Task brief:
Put the part of the listing below that opens with the line containing "for the plant" and closes with the line containing "7,507,75,581" into a two-column CSV headed text and answer. Give one row for each text and its answer, with each field quoted and its line breaks turned into spaces.

Data entries:
□ □ □ □ □

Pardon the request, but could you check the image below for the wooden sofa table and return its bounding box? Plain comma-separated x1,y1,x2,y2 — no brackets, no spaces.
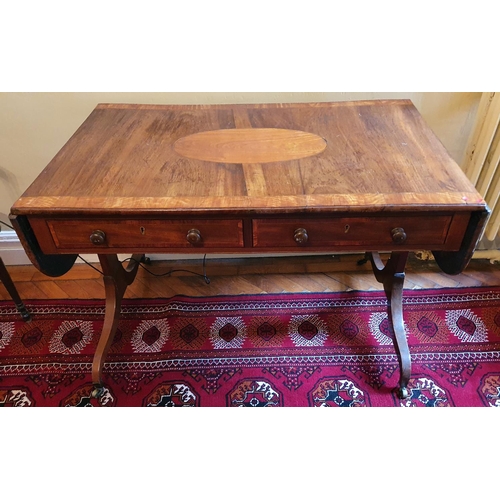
10,100,489,397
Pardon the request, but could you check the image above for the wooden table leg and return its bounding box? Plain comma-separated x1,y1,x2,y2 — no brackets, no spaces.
92,254,144,398
0,257,31,321
366,252,411,399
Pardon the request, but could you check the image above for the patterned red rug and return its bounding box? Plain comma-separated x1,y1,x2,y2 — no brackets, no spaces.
0,287,500,407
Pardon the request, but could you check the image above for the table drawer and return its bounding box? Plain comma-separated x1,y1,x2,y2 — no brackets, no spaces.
252,215,453,249
47,219,243,252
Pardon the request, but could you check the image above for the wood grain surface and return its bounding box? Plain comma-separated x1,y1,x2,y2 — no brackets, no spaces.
12,100,484,215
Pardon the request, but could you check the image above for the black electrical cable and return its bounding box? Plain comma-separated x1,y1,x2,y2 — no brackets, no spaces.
78,254,210,285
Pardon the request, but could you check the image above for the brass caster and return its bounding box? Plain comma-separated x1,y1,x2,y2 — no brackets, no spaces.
397,387,411,399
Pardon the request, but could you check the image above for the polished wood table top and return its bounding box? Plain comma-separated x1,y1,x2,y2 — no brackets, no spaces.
11,100,489,397
12,100,486,264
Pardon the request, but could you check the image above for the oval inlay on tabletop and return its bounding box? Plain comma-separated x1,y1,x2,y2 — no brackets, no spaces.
174,128,326,163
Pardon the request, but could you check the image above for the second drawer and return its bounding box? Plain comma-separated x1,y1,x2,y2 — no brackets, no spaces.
253,214,453,248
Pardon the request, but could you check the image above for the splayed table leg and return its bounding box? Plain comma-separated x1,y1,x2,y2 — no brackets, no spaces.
92,254,144,398
366,252,411,399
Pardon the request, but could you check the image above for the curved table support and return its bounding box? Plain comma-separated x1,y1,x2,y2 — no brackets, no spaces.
366,252,411,399
92,254,144,398
0,257,31,322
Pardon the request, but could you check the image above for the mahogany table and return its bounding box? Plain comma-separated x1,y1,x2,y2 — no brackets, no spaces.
10,100,489,397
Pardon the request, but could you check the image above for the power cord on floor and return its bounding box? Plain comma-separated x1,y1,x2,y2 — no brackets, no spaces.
78,254,210,285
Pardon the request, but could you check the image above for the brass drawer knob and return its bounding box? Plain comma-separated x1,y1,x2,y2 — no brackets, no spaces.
293,227,309,245
90,230,106,245
391,227,406,243
186,229,201,245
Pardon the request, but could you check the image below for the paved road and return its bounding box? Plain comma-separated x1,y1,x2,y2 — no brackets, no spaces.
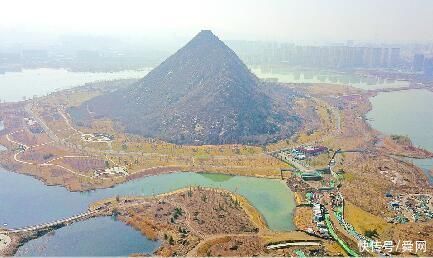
0,211,98,234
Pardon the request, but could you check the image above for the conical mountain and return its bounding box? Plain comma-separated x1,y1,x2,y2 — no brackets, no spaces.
76,30,293,144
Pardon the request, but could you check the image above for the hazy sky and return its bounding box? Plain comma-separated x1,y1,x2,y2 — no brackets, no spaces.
0,0,433,41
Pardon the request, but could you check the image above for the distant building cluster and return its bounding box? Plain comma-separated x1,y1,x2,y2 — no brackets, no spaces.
412,54,433,76
233,41,402,68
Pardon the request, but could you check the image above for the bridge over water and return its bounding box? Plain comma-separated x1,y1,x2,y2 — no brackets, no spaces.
0,210,98,234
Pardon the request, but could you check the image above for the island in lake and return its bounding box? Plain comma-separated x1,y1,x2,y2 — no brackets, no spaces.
0,31,433,256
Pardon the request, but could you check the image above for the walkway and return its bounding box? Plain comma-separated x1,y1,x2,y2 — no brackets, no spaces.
0,211,98,234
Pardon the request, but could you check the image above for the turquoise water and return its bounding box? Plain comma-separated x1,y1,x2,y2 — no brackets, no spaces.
252,68,409,90
367,90,433,151
16,217,160,257
0,169,295,230
367,90,433,180
0,168,295,256
0,68,149,101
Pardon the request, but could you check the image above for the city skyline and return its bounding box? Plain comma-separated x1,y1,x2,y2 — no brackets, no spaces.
0,0,433,42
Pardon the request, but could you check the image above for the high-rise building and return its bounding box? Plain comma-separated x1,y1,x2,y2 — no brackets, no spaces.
389,47,400,67
424,58,433,76
412,54,424,72
381,48,389,67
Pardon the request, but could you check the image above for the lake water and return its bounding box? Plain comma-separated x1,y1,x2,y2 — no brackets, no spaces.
0,68,149,101
0,168,295,256
16,217,160,257
0,169,295,230
367,89,433,184
251,68,409,90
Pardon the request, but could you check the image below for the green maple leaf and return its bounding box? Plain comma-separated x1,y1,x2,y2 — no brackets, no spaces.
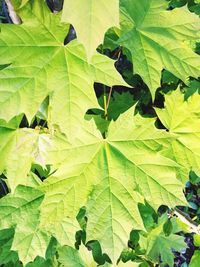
62,0,119,58
0,186,50,264
118,0,200,98
156,89,200,183
0,127,50,192
0,0,127,142
11,213,51,264
40,109,185,262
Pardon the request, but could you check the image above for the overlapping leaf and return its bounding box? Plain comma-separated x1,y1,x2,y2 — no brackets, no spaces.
62,0,119,58
156,89,200,183
0,127,50,192
0,0,126,142
40,109,185,262
0,186,50,264
119,0,200,98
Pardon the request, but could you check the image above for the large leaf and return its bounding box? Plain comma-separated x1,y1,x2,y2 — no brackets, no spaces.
40,109,185,262
0,186,50,264
0,0,126,141
156,89,200,183
62,0,119,58
119,0,200,98
11,214,51,264
0,127,50,192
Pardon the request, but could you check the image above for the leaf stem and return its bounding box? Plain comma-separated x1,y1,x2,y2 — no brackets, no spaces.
5,0,22,24
169,208,200,235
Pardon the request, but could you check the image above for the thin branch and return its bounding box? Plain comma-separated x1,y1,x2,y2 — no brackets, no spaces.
5,0,22,24
169,208,200,235
106,87,112,113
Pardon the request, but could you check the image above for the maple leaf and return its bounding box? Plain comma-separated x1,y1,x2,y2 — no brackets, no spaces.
118,0,200,99
62,0,119,59
0,127,50,192
0,0,127,141
146,216,187,266
58,245,97,267
0,186,50,264
155,89,200,183
39,109,186,262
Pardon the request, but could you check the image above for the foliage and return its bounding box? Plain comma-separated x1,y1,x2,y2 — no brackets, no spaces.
0,0,200,267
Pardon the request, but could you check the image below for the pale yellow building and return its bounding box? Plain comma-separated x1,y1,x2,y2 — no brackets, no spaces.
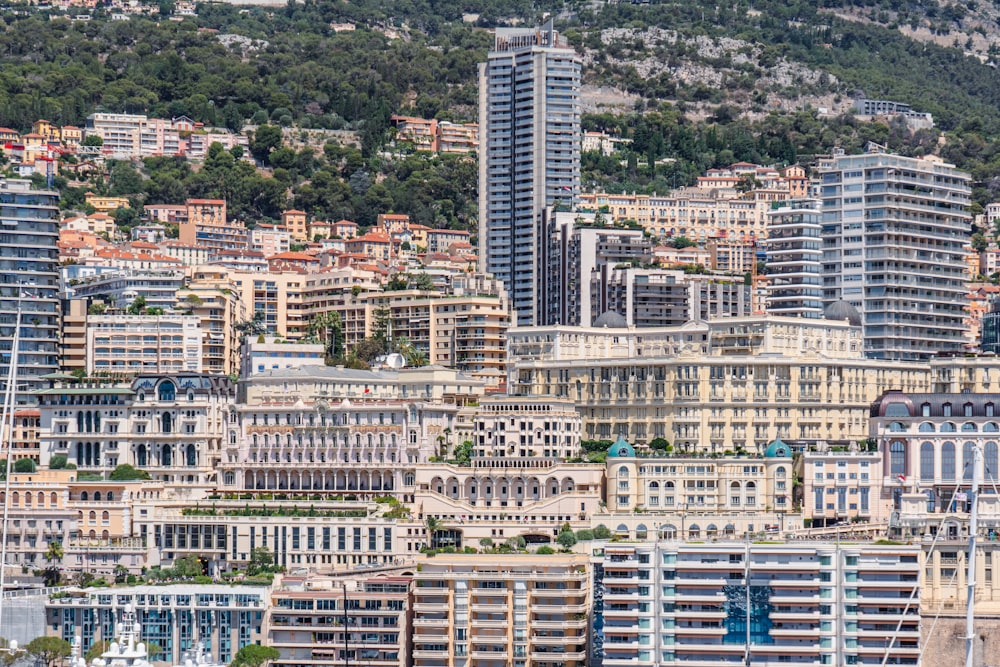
412,554,592,667
177,266,248,375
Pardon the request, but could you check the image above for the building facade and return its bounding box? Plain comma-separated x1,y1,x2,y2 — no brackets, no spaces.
479,21,582,324
817,152,972,360
266,575,413,667
591,541,922,667
86,315,202,375
0,179,60,404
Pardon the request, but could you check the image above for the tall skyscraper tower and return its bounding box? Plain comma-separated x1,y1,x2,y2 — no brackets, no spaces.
817,147,972,360
479,21,582,326
0,179,59,404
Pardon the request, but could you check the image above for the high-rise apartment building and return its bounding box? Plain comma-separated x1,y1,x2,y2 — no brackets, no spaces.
0,180,59,403
479,21,582,325
766,199,823,317
591,541,921,667
818,152,971,360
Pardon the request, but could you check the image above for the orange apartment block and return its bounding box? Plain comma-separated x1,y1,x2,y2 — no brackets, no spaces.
376,213,410,234
181,199,226,227
281,209,309,241
344,231,393,261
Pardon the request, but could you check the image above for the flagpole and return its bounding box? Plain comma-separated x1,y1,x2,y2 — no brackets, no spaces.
0,294,22,635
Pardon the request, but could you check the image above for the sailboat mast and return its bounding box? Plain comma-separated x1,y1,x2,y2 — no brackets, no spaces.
965,445,983,667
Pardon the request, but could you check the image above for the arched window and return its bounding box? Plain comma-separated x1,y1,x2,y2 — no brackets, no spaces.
889,440,906,477
983,441,1000,484
941,442,955,481
920,442,934,482
159,380,177,401
962,442,975,479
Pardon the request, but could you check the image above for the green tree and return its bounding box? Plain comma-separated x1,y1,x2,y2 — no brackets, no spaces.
556,530,576,549
229,644,281,667
108,463,152,482
247,547,274,577
125,294,146,315
83,639,111,665
24,637,72,667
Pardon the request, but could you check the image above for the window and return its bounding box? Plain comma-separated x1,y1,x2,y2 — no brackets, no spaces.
920,442,934,482
159,381,177,401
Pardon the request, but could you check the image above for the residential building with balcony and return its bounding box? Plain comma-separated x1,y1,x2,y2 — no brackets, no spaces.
765,199,824,318
175,266,249,375
413,455,604,547
86,315,202,375
133,494,406,575
218,386,457,500
411,554,591,667
266,574,413,667
817,148,972,360
478,21,583,325
508,316,928,454
801,443,891,527
45,584,268,664
591,540,922,667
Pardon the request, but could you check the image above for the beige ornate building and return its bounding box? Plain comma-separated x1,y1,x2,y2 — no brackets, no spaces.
508,316,928,454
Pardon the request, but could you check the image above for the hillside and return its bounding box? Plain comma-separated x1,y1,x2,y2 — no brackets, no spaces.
0,0,1000,228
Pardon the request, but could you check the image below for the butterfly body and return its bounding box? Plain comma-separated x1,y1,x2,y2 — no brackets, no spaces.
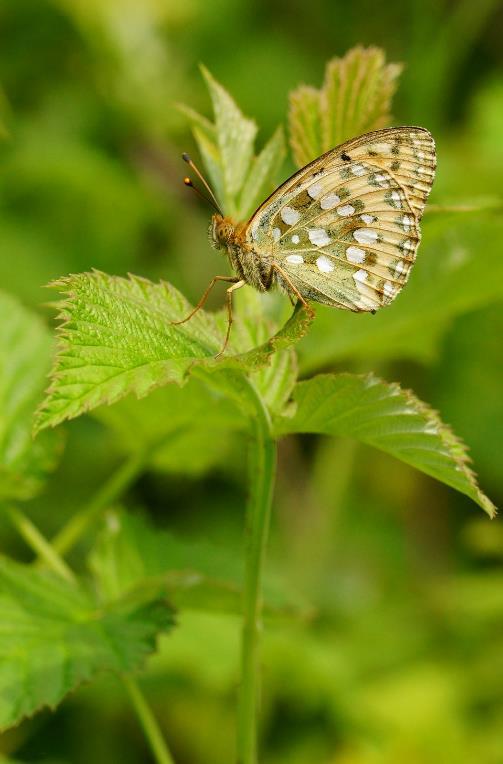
182,127,436,352
209,214,273,292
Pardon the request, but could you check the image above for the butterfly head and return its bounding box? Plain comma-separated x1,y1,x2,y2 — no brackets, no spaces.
209,213,240,250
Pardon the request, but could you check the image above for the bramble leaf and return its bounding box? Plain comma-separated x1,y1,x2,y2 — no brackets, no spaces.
89,512,305,614
179,67,285,220
0,291,61,499
94,378,248,476
36,272,310,430
237,127,286,220
289,46,402,167
0,558,173,729
276,374,496,517
201,67,257,206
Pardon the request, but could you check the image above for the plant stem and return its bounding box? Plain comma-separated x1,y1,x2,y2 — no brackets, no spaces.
237,385,276,764
51,453,147,555
122,676,174,764
7,507,75,581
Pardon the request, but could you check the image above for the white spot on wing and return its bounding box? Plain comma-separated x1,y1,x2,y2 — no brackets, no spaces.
337,204,355,217
353,228,377,244
346,246,365,265
395,260,405,276
402,215,414,232
374,172,389,188
320,193,340,210
308,228,330,247
307,183,323,199
353,268,368,284
316,255,335,273
281,206,300,225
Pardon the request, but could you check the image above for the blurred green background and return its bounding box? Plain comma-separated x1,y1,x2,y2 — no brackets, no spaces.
0,0,503,764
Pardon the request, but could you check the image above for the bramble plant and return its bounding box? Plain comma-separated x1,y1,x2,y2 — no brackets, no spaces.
0,48,495,764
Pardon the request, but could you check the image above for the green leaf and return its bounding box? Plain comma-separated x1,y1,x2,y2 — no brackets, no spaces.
289,47,402,167
89,512,305,613
36,272,310,430
0,558,173,728
0,291,61,499
201,67,257,206
237,127,286,220
277,374,496,517
94,378,248,476
288,85,324,167
179,67,285,220
299,213,503,374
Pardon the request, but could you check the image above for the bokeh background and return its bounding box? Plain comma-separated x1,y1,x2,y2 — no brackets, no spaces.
0,0,503,764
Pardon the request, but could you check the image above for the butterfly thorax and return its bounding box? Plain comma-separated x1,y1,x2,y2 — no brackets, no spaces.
209,215,272,292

□ □ □ □ □

Correct output:
text,answer
"Pardon the request, but could you check the image above for the plant stem and return its bounding box? Plain comma-separated x1,y1,x2,y2 — no brackets, no spaces.","237,385,276,764 51,453,147,555 122,676,174,764 7,507,75,581"